*Objective*. Write out each row below again, substituting "in this image" for every "in this photo" and keeping all else the same. Leave the pictures out of your answer.

*Records from a dataset*.

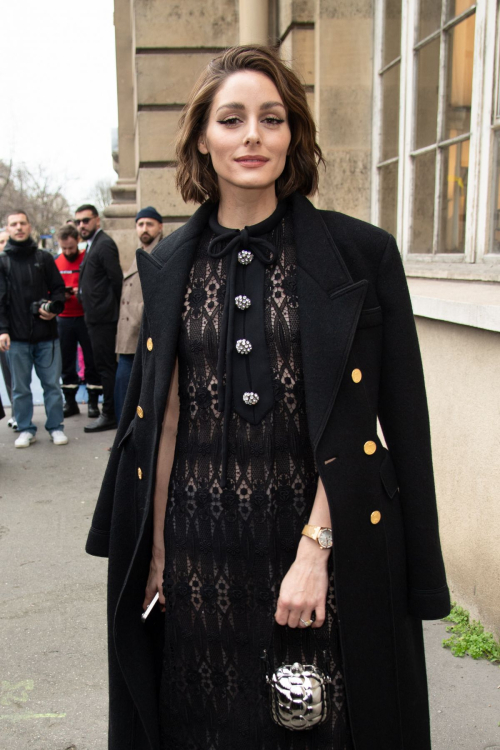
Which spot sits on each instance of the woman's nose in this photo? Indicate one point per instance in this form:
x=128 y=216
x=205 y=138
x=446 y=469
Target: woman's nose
x=252 y=134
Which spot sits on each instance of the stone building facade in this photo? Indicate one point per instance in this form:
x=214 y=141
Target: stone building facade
x=405 y=96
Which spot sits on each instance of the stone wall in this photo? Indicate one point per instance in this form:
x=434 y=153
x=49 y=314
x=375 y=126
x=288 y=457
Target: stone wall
x=462 y=372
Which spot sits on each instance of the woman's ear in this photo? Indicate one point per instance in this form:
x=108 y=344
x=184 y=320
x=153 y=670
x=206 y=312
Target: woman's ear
x=202 y=146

*Complete response*.
Which spot sits on each instance of the woman's nose in this image? Indicate one point per instance in this form:
x=128 y=216
x=205 y=138
x=446 y=469
Target: woman's nose
x=252 y=134
Which spot sits on each instance of the stone building facade in this image? Indicate one point per instance in this form:
x=214 y=141
Target: stone building facade
x=405 y=96
Which spot sits on each instance of the stone wall in this image? Indicate one point per instance in this form:
x=434 y=153
x=49 y=314
x=375 y=126
x=288 y=457
Target: stone wall
x=462 y=372
Which spot sits on each instance of the woman's ear in this image? Indicate one point per instance in this form:
x=108 y=344
x=184 y=320
x=153 y=670
x=206 y=312
Target: woman's ear
x=202 y=146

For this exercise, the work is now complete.